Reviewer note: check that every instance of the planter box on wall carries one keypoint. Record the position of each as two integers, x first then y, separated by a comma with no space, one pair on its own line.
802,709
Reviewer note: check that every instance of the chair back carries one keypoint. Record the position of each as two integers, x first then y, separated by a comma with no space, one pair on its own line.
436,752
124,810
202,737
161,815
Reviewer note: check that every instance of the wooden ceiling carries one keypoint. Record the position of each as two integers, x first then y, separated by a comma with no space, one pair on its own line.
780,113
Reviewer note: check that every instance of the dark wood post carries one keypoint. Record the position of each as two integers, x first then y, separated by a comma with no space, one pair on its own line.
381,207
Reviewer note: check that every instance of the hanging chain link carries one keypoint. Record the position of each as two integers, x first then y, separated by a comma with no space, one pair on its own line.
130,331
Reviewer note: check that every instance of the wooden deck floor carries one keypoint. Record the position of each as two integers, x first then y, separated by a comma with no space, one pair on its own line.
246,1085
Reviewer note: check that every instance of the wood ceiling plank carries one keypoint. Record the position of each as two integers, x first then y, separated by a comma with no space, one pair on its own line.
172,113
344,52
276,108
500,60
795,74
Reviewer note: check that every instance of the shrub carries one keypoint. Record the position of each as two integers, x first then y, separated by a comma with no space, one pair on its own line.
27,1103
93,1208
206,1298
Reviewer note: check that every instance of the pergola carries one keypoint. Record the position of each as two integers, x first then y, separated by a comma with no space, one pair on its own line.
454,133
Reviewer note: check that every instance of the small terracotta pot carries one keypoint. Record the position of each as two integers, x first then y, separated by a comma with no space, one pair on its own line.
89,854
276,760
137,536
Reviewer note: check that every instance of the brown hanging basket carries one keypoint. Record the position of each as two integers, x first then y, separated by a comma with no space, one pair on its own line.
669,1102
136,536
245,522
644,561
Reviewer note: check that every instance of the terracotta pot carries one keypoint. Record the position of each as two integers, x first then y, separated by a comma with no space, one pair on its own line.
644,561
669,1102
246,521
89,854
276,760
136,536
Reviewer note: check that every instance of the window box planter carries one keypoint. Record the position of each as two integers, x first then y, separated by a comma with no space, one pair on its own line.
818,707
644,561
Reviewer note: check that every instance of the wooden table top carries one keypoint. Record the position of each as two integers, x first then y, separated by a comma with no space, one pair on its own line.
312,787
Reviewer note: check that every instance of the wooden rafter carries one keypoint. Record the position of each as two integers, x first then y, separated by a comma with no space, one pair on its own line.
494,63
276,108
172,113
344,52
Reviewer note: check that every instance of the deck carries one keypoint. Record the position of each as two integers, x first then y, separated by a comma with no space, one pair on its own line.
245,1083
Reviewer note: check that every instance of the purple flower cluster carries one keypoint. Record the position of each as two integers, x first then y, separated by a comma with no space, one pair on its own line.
*****
Make an exact copy of every entry.

= Written reply =
Reviewer note: check that every instance of the planter box on wall carries one keypoint. Record the position of each as two integers, x first then y, separated by a comma with no space, one pair on its own line.
802,709
Reviewer note: check that every instance of the chair back carries one keypoint. Record the position of each as two integers, x first then y, separated by a comma with no space, one pair on its own line.
436,752
124,810
202,737
161,815
Reviewer note: check that every instance of the wooden ceiling carries one keypoint. Record the position of each as two integers, x first then y, separated by a comma with no space, one pair on its own line.
780,113
Reviewer note: check that every instance of the dark wood post carries one keypoint. Record the position of each as two integers, x first then y, separated by a comma with no space, one pair on its own line.
381,207
Reviewer note: check that every instance of the hanging chain link carries one keypoint. Record the position of each as two integers, x first then y, separated by a comma with no space, one pair on its own line.
130,331
Reviewer note: check that every instance of the wooden deck floor carries one keypoint. Record the position of each as two integers, x first then y, separated by a comma with no space, one pair on its own line.
246,1085
Reviewer note: check that every instance of the wood ceiling plank carries one keypoint. Record the position of each as two integers, x first then y, separated by a comma with no space, one pair on its own line.
172,113
344,52
276,108
500,60
795,74
Reviewer note: check that every instance of the shrub carries one keypoint. Record the position of each as two integers, x first then y, separated by a comma with no space, one pair on its own line.
27,1103
93,1208
206,1298
Reviewer note: check that every instance of the pergola carries one keypoint. Record the position of each as two integers, x first then y, separated by a comma with no space, one pair on its own line.
454,133
Reviewer note: check that every instance of the small terracotta pot carries one keypoint. Record the position of each as two integers, x first then y, separated by a comma with no space, one pair on its own line.
89,854
276,760
137,536
Reviewer note: check that every instance of the brown hanging basket carries one keypoint. Record the position of each as two integers, x first then y, separated by a comma with no space, one pair on its own line.
669,1102
136,536
245,522
644,561
Reviewer note: check that every instance of the terracotta pot carries one keypoint. Record the position of each as two integers, x first then y, separated by a comma with no space, one pair on its own line.
644,561
669,1102
246,521
89,854
276,760
136,536
Reviewer note: check that every instance of the window box planter carries one keypoint. Record the position of each as two integers, x first then y, separated by a comma with no space, one pair on its own line.
818,707
644,561
Reviewer note: check that every instance of the wooden table top carries one keypoint. Record the position of each as two integers, x first then y, separated by a comma with no space, one pair on its own line.
312,787
Reviewer note: check that every instance of the wooden rafter carries one keypoint. Record the position of each as two integers, x first then y, separated by a comma with no space, one pair on its own line.
494,63
276,108
172,113
344,52
Reviewer note: check that every instance of the deck carries one keypoint. Record the position of each as two integers, x first then y, separated by a comma with no space, one pair on its own line.
245,1083
Reviewer note: check that every instance of the purple flower cluster carries one keypoint. Record the position of each as two integers, x first then y, separated by a comma with no space, one pair on its own line.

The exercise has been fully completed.